▶ _TEXT SEGMENT_:

=======

Symbol Grounding Problem

From: Smith, Wendy (
Date: Tue Jan 23 1996 - 09:23:22 GMT

Searle (1980) proposed that computation alone was not cognition. He
suggested that cognition was some sort of computational process and
output, combined with some form of intentional phenomena. Furthermore,
the production of the intentional phenomena cannot be merely by running
a program. The Chinese Room argument is an ingenious mind experiment
devised to support this hypothesis.

Before we look as the Chinese Room, we have to look at the Turing Test.
The Turing Test sets the stage of having a computer in one room, and a
human being in another room. Identical messages are sent into both
rooms. If, from the replies , we are unable to distinguish between the
computer and the person, then deciding that one has a mind and one
doesn't is, on the surface, arbitrary rather than based on evidence.

Searle was criticising strong AI which, he claimed, considered the
programs to be explanations of cognitive states, rather than tools to
explore explanations. He quoted a program devised by Schank, which
provided a script and a story. The script referred to the "usual"
sequence of events in a certain type of situation, and the story was of
a specific situation of this type. Questions could then be asked which
couldn't be answered directly from the story, but could be inferred
from the knowledge of the script. Some workers considered that the
ability of a machine running these programs to answer the questions
correctly, as a human would, was evidence of understanding.

=======

▶ _GOAL 1_: According to the post on the symbol grounding problem, what did Searle (1980) propose about computation?

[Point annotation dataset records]
=======

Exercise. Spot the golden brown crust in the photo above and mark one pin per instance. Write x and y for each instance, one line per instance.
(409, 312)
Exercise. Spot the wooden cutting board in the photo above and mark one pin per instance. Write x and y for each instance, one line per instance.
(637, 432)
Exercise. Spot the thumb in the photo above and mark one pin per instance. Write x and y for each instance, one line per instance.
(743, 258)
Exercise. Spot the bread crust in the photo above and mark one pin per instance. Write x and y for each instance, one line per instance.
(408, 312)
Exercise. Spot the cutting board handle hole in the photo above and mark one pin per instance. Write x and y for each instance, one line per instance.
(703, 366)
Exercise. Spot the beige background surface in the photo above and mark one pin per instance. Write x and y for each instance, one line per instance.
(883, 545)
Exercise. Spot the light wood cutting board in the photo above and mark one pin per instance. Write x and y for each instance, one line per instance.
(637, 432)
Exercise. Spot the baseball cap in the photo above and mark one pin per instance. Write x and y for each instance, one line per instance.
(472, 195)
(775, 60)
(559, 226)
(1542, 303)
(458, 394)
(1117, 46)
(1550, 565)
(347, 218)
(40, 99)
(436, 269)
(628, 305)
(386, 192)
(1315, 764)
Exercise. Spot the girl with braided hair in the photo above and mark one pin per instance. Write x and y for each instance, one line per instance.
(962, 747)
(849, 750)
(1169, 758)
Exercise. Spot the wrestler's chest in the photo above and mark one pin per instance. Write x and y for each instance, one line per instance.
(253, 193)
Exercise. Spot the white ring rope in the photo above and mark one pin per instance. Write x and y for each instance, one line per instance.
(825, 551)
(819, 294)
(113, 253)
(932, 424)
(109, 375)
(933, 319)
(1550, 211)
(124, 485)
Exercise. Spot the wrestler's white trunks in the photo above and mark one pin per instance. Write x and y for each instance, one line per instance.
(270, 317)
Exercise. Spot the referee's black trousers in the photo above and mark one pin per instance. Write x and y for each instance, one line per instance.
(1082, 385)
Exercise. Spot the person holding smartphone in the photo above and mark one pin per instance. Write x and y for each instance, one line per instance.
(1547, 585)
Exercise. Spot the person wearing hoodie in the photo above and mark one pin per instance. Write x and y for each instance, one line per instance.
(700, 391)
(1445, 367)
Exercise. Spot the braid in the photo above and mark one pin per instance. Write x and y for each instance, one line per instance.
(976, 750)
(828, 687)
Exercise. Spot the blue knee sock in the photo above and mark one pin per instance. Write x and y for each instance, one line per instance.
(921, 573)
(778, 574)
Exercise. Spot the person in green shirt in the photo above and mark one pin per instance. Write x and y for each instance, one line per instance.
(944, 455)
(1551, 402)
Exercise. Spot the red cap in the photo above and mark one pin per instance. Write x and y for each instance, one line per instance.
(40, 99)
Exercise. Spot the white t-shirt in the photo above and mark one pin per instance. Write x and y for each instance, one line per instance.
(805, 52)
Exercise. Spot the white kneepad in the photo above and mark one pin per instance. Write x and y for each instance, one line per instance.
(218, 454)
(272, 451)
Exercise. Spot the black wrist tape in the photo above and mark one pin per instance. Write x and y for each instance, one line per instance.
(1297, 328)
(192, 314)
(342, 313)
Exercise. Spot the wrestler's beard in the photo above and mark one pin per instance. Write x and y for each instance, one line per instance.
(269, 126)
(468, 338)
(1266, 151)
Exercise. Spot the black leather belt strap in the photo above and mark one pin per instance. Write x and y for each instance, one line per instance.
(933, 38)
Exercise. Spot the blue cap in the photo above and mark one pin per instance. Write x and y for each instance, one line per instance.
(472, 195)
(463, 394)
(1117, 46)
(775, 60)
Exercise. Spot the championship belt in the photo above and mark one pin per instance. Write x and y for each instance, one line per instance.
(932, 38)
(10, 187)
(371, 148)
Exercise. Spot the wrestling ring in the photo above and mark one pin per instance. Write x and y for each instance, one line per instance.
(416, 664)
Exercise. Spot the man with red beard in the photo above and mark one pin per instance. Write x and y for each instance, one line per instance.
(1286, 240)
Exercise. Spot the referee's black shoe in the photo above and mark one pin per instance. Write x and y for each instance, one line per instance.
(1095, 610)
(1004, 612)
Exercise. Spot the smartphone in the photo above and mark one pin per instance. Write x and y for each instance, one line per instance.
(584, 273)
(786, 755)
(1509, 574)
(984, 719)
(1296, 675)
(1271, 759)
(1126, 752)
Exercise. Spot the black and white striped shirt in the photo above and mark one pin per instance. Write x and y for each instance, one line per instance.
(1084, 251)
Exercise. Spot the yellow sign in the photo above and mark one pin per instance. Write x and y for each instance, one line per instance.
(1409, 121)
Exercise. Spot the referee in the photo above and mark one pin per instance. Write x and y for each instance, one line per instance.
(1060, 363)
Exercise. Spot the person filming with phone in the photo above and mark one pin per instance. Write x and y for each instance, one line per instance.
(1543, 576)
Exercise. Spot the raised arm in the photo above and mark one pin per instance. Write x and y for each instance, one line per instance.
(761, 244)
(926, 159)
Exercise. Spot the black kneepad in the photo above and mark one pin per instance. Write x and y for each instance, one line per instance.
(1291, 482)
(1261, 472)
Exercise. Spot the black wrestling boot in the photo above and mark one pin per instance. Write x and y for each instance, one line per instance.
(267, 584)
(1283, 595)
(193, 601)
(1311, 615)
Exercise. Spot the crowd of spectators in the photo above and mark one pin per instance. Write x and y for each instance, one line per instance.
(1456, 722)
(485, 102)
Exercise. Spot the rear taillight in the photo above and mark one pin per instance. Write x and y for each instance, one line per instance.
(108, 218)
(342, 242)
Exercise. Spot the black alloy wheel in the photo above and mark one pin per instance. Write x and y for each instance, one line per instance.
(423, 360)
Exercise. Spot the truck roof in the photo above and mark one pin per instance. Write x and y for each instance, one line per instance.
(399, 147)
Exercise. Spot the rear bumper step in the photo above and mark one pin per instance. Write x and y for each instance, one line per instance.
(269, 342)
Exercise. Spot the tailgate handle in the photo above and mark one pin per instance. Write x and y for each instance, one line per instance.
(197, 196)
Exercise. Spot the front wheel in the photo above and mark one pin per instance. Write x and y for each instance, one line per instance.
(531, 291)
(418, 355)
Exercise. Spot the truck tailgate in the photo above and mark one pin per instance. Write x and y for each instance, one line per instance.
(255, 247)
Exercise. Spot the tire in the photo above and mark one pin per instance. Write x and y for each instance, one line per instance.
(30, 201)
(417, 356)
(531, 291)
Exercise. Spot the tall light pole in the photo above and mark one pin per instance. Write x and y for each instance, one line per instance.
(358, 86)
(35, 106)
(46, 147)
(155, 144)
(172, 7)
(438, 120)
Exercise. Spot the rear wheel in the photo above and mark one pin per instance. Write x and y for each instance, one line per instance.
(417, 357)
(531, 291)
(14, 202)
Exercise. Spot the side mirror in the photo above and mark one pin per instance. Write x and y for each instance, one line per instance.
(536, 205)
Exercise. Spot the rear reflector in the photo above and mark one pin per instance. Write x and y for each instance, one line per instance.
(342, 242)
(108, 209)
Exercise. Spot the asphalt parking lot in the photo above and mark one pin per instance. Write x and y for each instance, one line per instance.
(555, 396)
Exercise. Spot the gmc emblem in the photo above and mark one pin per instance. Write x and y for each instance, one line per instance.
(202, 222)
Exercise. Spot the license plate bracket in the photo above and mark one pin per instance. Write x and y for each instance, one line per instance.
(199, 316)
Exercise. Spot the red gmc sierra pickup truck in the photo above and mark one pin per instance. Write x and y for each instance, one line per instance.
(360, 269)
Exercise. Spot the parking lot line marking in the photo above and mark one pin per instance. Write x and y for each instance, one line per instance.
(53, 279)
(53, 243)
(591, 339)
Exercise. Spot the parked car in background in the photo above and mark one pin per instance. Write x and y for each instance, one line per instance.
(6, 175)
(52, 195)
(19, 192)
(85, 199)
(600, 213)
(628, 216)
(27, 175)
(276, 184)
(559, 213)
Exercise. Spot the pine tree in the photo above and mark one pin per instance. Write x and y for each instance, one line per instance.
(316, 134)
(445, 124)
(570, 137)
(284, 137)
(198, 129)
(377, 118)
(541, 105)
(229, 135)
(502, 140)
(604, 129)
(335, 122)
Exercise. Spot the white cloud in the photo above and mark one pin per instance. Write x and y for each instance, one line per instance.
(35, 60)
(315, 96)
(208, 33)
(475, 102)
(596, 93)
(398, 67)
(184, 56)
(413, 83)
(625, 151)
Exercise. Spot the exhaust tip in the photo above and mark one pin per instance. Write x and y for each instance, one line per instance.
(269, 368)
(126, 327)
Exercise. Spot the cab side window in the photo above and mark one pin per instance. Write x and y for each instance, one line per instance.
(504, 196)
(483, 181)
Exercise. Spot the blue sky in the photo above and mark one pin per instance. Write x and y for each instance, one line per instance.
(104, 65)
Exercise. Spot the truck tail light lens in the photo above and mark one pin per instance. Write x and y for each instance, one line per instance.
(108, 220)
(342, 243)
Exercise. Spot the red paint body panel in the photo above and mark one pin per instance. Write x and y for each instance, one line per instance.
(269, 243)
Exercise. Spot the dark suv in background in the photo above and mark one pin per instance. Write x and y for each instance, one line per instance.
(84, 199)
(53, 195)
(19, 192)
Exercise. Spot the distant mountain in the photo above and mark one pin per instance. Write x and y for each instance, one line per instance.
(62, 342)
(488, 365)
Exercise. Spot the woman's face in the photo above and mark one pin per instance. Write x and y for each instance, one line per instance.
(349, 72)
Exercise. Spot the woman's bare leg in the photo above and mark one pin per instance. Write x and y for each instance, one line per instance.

=======

▶ _GOAL 2_: In the records, rename "Spot" to "Locate" in the part that opens with the line containing "Exercise. Spot the wooden" and closes with the line containing "(1315, 764)", and return only those lines, otherwise unchanged.

▶ _FINAL ANSWER 1_: He proposed that computation alone was not cognition.

▶ _FINAL ANSWER 2_:
Exercise. Locate the wooden cutting board in the photo above and mark one pin per instance. Write x and y for each instance, one line per instance.
(637, 432)
Exercise. Locate the thumb in the photo above and mark one pin per instance. Write x and y for each instance, one line per instance.
(743, 258)
Exercise. Locate the bread crust in the photo above and mark one pin per instance. Write x and y for each instance, one line per instance.
(408, 312)
Exercise. Locate the cutting board handle hole in the photo above and mark one pin per instance. Write x and y for each instance, one line per instance.
(703, 366)
Exercise. Locate the beige background surface in the photo above and mark one pin per instance. Write x and y for each instance, one line per instance.
(883, 545)
Exercise. Locate the light wood cutting board in the photo above and mark one pin per instance. Write x and y for each instance, one line per instance.
(637, 432)
Exercise. Locate the baseball cap in the photo above and mark one pin per instance. Write x and y for each instance, one line per instance.
(472, 195)
(775, 60)
(559, 226)
(1542, 303)
(458, 394)
(1117, 46)
(1550, 565)
(347, 218)
(40, 99)
(436, 269)
(628, 305)
(386, 192)
(1315, 764)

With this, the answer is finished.